-- Start Listed entries --

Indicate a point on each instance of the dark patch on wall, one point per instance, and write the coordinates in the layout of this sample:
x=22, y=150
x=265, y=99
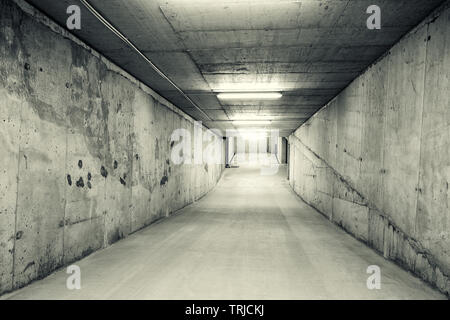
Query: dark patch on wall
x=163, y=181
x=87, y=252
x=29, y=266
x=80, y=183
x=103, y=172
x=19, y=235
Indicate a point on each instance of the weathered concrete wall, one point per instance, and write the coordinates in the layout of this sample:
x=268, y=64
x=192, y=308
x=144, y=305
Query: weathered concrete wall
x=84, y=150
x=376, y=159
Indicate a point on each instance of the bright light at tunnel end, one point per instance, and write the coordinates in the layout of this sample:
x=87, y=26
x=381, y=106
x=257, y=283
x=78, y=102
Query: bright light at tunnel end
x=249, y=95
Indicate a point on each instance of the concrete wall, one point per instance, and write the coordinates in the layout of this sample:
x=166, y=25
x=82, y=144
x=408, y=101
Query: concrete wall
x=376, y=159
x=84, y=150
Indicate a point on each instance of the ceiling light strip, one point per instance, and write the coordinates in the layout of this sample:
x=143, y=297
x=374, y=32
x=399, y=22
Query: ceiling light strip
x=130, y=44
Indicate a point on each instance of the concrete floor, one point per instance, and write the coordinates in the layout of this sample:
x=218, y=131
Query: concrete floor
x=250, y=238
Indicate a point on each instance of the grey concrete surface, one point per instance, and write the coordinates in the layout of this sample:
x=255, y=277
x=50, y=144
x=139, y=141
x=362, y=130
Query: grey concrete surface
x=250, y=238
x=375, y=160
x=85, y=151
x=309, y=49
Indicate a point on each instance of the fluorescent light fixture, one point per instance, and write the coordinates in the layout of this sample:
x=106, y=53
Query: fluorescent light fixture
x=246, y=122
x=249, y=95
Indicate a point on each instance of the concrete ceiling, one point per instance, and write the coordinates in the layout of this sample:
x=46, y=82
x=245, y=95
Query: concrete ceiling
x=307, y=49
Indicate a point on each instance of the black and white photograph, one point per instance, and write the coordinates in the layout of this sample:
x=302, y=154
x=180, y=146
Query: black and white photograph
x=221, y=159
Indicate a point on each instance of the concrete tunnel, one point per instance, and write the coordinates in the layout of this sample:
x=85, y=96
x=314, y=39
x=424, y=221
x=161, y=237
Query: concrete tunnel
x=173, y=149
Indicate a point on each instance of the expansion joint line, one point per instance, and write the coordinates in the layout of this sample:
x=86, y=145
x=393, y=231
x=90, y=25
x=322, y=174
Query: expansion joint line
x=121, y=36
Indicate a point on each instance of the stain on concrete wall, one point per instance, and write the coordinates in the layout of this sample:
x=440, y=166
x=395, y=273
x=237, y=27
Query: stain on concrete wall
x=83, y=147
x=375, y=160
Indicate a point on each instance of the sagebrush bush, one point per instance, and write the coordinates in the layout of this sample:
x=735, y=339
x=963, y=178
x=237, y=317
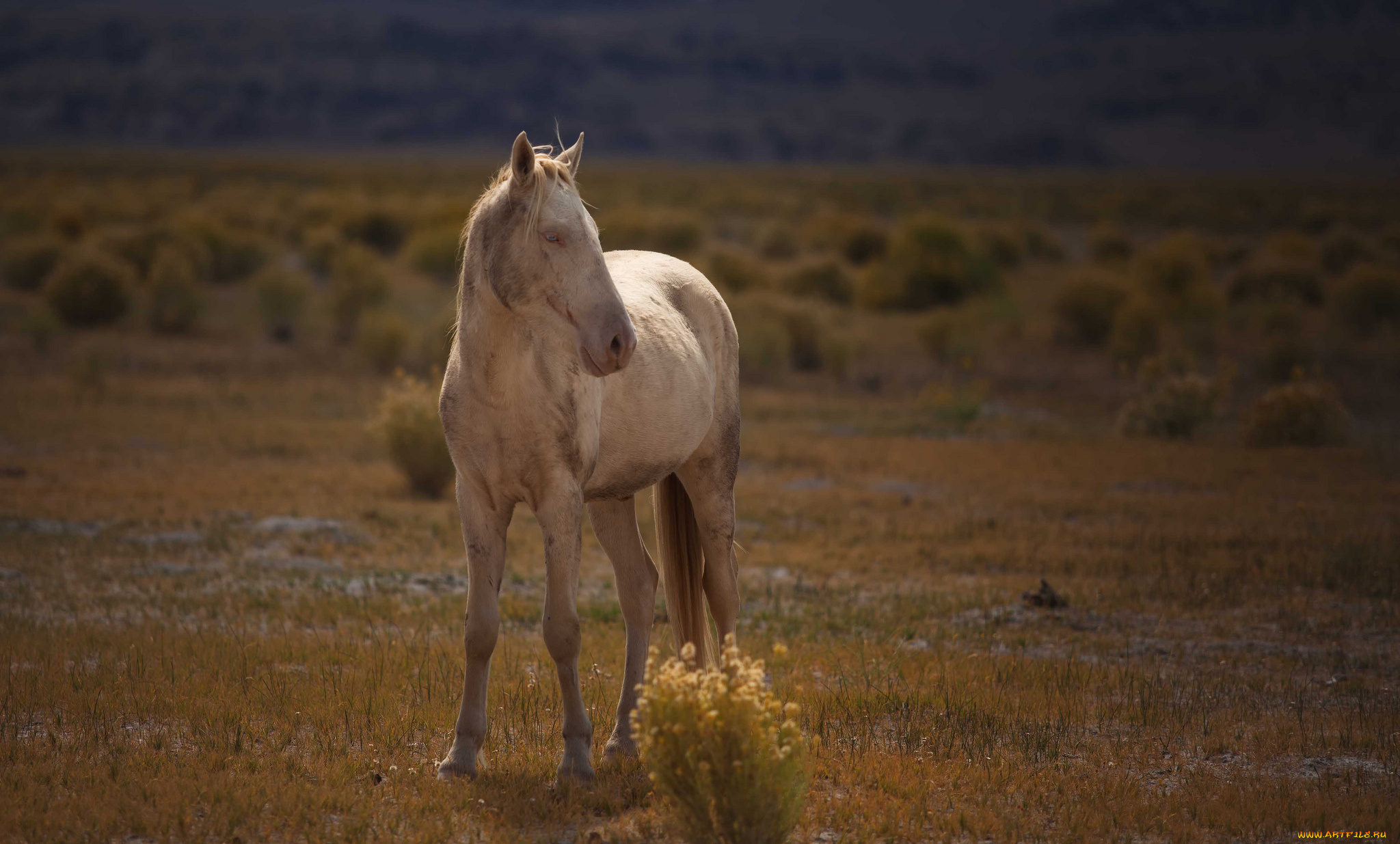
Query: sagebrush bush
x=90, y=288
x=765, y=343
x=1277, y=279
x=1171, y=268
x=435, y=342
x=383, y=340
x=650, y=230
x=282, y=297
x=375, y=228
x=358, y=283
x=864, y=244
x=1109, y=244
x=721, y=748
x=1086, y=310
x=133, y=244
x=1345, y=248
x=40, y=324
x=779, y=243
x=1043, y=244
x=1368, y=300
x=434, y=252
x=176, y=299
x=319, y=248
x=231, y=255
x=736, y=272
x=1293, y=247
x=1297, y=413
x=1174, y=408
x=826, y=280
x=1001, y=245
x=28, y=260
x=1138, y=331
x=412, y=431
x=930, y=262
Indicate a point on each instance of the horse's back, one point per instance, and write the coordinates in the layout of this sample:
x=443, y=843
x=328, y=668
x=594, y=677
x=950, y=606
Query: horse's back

-- End Listed entries --
-- Start Listed entries --

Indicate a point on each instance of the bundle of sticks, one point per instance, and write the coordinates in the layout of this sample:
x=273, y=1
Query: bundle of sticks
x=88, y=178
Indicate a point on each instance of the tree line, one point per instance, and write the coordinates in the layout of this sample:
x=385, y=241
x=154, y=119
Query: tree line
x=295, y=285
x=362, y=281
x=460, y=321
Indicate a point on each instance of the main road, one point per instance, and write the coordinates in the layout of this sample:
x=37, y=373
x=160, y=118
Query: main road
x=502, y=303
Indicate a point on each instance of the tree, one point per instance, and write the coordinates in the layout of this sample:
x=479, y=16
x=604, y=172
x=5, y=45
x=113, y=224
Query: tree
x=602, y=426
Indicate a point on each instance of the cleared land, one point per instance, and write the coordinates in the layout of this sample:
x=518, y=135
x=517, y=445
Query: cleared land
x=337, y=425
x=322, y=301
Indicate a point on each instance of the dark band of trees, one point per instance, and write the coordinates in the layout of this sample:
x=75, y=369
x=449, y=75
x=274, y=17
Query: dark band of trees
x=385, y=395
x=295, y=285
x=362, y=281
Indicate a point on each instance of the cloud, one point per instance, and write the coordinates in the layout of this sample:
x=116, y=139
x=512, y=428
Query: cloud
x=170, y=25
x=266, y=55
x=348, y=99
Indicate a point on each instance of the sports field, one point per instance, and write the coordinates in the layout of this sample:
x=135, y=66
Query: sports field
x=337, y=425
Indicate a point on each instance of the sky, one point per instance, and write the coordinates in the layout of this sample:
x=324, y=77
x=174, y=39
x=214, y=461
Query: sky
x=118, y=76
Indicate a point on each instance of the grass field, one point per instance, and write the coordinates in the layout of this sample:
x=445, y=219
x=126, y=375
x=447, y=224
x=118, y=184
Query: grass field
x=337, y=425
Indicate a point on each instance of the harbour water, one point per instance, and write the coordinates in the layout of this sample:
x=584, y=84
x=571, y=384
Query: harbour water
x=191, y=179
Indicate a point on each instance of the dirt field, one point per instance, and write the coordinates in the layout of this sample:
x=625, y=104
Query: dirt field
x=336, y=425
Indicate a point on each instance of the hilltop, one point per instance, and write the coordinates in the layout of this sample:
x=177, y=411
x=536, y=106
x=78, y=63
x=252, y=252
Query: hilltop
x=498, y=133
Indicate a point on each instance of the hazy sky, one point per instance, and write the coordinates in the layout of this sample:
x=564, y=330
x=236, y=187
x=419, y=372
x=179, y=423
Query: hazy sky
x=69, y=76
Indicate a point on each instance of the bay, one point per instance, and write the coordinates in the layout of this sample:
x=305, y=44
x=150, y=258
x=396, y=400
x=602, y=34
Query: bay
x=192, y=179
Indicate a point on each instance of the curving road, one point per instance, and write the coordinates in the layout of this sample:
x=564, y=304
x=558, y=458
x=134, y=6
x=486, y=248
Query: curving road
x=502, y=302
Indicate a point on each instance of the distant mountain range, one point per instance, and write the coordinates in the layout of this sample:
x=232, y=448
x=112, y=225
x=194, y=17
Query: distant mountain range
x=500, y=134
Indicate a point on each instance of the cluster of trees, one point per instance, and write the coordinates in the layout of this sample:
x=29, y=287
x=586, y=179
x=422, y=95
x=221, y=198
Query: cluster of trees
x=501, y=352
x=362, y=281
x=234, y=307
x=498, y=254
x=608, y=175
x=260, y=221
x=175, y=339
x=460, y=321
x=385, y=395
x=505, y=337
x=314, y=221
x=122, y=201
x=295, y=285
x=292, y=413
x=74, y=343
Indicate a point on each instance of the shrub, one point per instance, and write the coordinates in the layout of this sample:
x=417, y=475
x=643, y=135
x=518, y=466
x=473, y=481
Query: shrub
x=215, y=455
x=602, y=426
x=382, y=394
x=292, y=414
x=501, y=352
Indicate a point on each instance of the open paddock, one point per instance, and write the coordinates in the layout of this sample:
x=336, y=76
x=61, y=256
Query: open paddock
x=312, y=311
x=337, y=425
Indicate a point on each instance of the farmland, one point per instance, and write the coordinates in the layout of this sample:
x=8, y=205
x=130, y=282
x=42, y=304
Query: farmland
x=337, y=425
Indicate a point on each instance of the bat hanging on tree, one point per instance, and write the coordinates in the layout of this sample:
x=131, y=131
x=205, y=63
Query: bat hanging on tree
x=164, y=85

-- End Listed entries --

Direction: Rewrite the listing from the line with "Indicate a point on each instance of the distant" to the line with "x=74, y=343", both included, requests and all, multiplying each answer coordinate by 0.95 and rounding to whole numbers, with halves rounded up. Leave the requests and their sample coordinates unchanged.

Task result:
Indicate a point on each instance of the distant mountain range, one point per instance, and write the coordinates in the layout of this sample:
x=232, y=448
x=112, y=225
x=194, y=17
Query: distant mountain range
x=475, y=127
Indicate a point on each instance of the cluster of trees, one point per instance, and write the coordinates in the layout of this sample:
x=29, y=287
x=586, y=179
x=422, y=95
x=221, y=198
Query: cluster of trees
x=476, y=334
x=344, y=267
x=222, y=292
x=473, y=241
x=578, y=166
x=247, y=210
x=166, y=322
x=437, y=305
x=366, y=375
x=480, y=320
x=298, y=210
x=116, y=191
x=280, y=271
x=277, y=392
x=70, y=326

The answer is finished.